WORK ORDER:
Can you copy out the passage below about the first Christmas word for word, in full?
======== SUPPLIED TEXT
There’s a significant amount of tradition, allure, and nostalgia that has accumulated around Christmas. I’ve often wondered how this warm-weathered Mediterranean landscape, in a very brutal moment in human history, has come to be identified with a serene snowscape filled with Nordic Spruce trees and the shushing of sleigh bells. Nevertheless, here are four facts you may or may not have known about the first Christmas.

1. Nightmare before Christmas

Tim Burton was not the first to come up with a Nightmare Before Christmas. Herod (the Great) was a paranoid leader by the end of his life and career. Anything that remotely resembled a threat to his political power was fair game for removal. Earlier in his life, Herod had 46 citizens of the Jewish ruling council (the Sanhedrin) killed for their political rivalry. Based on rumors, Herod had his own wife, Mariamne, killed, eventually her two sons, Alexander and Aristobulus, plus his brother-in-law, another son, and Mariamne’s mother as well. The historian Josephus said of him, “he was of great barbarity toward all men equally and ‘slave to his passions’” (Jewish Antiquities 17:8.1).
================
======== RECORDS PROVIDED
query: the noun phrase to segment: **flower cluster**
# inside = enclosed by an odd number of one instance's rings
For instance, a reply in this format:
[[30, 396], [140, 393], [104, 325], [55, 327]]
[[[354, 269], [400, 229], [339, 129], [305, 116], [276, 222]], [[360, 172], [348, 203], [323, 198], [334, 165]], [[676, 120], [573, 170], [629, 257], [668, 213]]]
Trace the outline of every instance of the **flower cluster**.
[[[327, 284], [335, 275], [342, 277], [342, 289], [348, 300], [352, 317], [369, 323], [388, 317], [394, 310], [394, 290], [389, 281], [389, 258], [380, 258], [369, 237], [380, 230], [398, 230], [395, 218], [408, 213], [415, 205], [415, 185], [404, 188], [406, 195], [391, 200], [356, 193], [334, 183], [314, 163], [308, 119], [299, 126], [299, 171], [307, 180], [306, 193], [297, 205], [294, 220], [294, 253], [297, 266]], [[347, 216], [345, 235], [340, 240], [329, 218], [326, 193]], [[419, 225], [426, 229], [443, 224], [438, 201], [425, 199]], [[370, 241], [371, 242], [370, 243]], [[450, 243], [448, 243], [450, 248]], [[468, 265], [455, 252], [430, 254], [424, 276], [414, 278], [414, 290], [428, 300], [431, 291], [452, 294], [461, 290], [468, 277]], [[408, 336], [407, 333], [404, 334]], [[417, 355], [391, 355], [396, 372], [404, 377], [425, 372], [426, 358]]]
================
======== RECORDS PROVIDED
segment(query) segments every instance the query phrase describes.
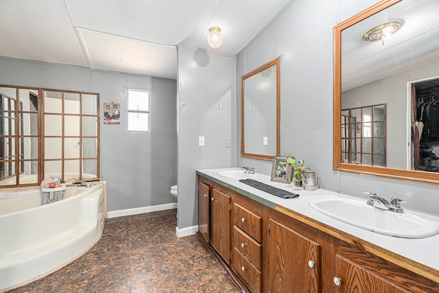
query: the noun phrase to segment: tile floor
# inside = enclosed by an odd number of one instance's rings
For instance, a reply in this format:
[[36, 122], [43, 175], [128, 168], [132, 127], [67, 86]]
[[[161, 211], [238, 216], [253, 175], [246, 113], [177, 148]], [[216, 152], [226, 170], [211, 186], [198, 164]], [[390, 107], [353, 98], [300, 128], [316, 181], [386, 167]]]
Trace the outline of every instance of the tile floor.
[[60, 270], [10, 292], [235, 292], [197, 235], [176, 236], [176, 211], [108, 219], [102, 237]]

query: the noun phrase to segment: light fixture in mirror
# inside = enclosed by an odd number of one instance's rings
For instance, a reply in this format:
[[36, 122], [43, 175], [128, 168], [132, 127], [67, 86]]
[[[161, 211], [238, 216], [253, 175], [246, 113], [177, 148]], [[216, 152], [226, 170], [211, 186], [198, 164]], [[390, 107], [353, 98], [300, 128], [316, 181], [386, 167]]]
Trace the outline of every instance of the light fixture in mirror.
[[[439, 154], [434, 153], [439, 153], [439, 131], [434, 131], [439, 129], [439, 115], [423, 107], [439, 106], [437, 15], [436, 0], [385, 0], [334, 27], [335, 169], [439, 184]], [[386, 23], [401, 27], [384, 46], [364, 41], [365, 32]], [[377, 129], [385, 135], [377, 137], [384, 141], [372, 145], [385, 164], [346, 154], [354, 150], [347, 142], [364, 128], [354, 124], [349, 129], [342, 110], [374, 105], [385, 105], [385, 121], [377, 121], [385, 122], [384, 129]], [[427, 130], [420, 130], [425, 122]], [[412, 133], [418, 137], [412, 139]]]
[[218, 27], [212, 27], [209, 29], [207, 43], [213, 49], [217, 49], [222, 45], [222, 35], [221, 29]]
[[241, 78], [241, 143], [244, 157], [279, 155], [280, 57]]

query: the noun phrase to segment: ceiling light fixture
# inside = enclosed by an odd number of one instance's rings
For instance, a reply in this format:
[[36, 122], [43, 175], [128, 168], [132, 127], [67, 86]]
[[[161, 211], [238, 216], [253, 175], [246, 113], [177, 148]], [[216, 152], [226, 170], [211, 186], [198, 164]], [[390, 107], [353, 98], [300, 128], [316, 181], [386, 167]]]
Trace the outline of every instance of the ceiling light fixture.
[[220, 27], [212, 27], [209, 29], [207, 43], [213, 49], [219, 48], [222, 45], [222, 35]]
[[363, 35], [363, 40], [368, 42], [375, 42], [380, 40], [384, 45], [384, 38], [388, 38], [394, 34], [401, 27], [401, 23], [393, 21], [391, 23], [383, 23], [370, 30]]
================
======== RECORDS PROVIDED
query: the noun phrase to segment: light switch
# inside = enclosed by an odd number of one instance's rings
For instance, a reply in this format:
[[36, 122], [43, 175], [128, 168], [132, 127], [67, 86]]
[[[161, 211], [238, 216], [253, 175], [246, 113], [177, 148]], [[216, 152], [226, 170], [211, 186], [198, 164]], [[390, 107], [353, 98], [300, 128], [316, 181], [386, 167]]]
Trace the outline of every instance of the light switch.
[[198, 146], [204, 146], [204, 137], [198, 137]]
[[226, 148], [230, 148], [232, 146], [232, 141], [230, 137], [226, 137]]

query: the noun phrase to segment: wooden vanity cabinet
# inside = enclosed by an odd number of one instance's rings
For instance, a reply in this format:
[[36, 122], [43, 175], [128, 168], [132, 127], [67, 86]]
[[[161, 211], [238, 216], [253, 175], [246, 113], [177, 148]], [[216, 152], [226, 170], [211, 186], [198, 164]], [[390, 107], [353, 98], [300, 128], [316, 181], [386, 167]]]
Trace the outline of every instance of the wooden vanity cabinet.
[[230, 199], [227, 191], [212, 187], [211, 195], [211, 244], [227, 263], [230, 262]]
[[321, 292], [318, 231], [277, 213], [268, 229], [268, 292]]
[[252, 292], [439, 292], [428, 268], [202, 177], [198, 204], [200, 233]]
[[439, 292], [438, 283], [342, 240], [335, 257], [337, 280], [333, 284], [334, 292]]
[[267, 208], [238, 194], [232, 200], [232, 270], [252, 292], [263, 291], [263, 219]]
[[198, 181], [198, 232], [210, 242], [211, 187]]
================
TASK ANSWER:
There’s a significant amount of tradition, allure, and nostalgia that has accumulated around Christmas. I’ve often wondered how this warm-weathered Mediterranean landscape, in a very brutal moment in human history, has come to be identified with a serene snowscape filled with Nordic Spruce trees and the shushing of sleigh bells. Nevertheless, here are four facts you may or may not have known about the first Christmas.

1. Nightmare before Christmas

Tim Burton was not the first to come up with a Nightmare Before Christmas. Herod (the Great) was a paranoid leader by the end of his life and career. Anything that remotely resembled a threat to his political power was fair game for removal. Earlier in his life, Herod had 46 citizens of the Jewish ruling council (the Sanhedrin) killed for their political rivalry. Based on rumors, Herod had his own wife, Mariamne, killed, eventually her two sons, Alexander and Aristobulus, plus his brother-in-law, another son, and Mariamne’s mother as well. The historian Josephus said of him, “he was of great barbarity toward all men equally and ‘slave to his passions’” (Jewish Antiquities 17:8.1).